→ **Article**:
========
In this Physics tutorial, you will learn:

• What is area vector?
• What is flux of a quantity?
• What is electric flux and how can we calculate it?
• What is the electric flux of a point charge placed at centre of a sphere?
• What does the Gauss Law say?
• How to find the electric flux in some regular surfaces?
• How does electric flux depend on the incidence angle of the field lines?

## Introduction

Do you think the electric field depends on the number of lines crossing the surface of a charged plate?

What do you understand with the term "flux"? For example, what conclusion do you draw if somebody says, "the flux of people in the airport is large"?

The concept of "electric flux" is very important in understanding the behaviour of electric current, for which we will discuss in the next chapter. But first, we have to explain what is electric flux and how can we find it.

## The Meaning of Vector Area

It is known from geometry that area is a scalar quantity, which represents the amount of surface enclosed within the boundary lines of a figure. Area is measured in square metres (m2). For example, the area of a square of side length L is L × L = L2, the area of rectangle of sides a and b is a × b, the area of a circle of radius R is π × R2 and so on. In some cases, it is convenient to appoint a vector to a given area, in order to make it operable with other vector quantities. This trick is especially common in electromagnetism. Thus, instead of writing the surface area as A square units, we consider the corresponding area vector of A units which is perpendicular to the given surface. For example, the vector area of a rectangle of side lengths a = 5 cm and b = 4 cm has a magnitude of A = 5 cm × 4 cm = 20 cm2 (20 units) and it is perpendicular to the plane of rectangle, as shown in the figure. When area represents a positive quantity, the direction of its corresponding vector is in the outward direction, while when it represents a negative quantity, the corresponding vector is in the inward direction.

If another vector quantity is multiplied by a given area vector, we consider the angle between them as a part of multiplication. The introduction of area vector creates the possibility to apply both the dot and cross product of the two vectors, as needed. For example, if we have a vector quantity X which forms and angle θ to the area vector, as shown in the figure, From the definition of the dot (scalar) product of two vectors, we have

A × X = |A| × |X| × cos θ

and the cross (vector) product of the two given vectors (based on the definition of cross product of vectors) is

A × X = |A| × |X| × sin θ

When the angle between the two vectors is not given but is given the angle α between the vector X and the surface, we consider the complementary angle θ = 90° - α during the operations. ### Example 1

A vector V = 8 units forms an angle of 30° with the plane of a rectangle of dimensions 3 units and 5 units. The vector V extends in the outward direction. What is the magnitude of the cross product of the vector V and the area vector? ### Solution 1

The area vector A is

A = 3 × 5 = 15 square units

The angle between the two vectors is

θ = 90° - 30°
= 60°

The magnitude of cross product of A and V therefore is

A × V = |A | × |V | × sin θ
= 8 × 15 × sin 600
= 8 × 15 × √3/2
= 60√3

## What is Electric Flux?

It is convenient to explain the meaning of electric flux using the analogy with the flux of water flowing through a pipe.
========
→ **Data extract**:
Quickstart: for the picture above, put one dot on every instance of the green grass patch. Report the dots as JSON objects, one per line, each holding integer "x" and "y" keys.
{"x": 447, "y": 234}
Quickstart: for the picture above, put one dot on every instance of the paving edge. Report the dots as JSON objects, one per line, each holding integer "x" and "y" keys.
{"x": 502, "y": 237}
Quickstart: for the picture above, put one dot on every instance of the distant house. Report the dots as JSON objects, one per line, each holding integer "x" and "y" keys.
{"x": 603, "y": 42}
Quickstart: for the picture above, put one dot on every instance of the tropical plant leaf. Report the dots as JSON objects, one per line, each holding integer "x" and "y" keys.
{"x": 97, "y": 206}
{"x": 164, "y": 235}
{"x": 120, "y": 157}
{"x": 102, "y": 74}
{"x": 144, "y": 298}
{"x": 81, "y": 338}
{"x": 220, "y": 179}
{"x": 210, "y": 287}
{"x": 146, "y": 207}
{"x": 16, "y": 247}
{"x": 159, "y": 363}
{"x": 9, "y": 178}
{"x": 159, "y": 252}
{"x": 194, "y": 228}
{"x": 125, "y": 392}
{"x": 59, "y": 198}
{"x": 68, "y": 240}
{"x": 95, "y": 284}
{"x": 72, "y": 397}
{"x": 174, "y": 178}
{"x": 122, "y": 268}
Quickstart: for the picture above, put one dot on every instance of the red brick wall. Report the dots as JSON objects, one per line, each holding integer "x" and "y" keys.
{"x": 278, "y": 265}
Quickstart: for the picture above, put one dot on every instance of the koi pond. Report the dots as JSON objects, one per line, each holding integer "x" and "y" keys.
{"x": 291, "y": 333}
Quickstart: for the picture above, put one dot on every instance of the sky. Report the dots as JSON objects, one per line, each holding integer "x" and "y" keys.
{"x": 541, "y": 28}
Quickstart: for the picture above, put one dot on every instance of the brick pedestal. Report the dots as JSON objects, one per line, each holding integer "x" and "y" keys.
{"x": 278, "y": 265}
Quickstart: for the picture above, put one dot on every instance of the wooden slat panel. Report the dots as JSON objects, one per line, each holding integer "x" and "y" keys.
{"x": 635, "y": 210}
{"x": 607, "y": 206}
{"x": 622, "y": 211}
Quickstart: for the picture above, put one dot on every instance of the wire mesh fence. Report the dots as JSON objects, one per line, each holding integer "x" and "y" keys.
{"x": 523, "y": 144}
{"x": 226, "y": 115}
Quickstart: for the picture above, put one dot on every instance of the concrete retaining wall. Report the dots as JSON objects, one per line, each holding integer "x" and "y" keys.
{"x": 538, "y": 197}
========
→ **What this exercise asks**:
• a. List the geometric shapes whose area formulas the physics tutorial gives, along with each formula.
• b. Write the next part of the physics tutorial on electric flux, picking up right after its last sentence.

→ **In response**:
• a.
- Square of side length L: L × L = L2
- Rectangle of sides a and b: a × b
- Circle of radius R: π × R2

• b.
Suppose a square-shaped loop placed at right angle to the flowing direction of water stream. Let A be the area of loop and v the flowing velocity of water. The rate of water flow through the loop (otherwise known as the water flux) is denoted by Φ and is calculated by

Φ = A × v

Since area is measured in [m2] and velocity in [m/s], the unit of water flux is [m3/s]. From the last unit, we can conclude that water flux represents the volume of water flowing through a loop in unit time (in every second). In simpler words, we can consider the water flux as the amount of water flowing through the loop in unit time.

For simplicity (and for a better understanding), the water stream in the above figure is represented through horizontal lines. Obviously, if water flow would be more intense, we had to write more lines in the figure.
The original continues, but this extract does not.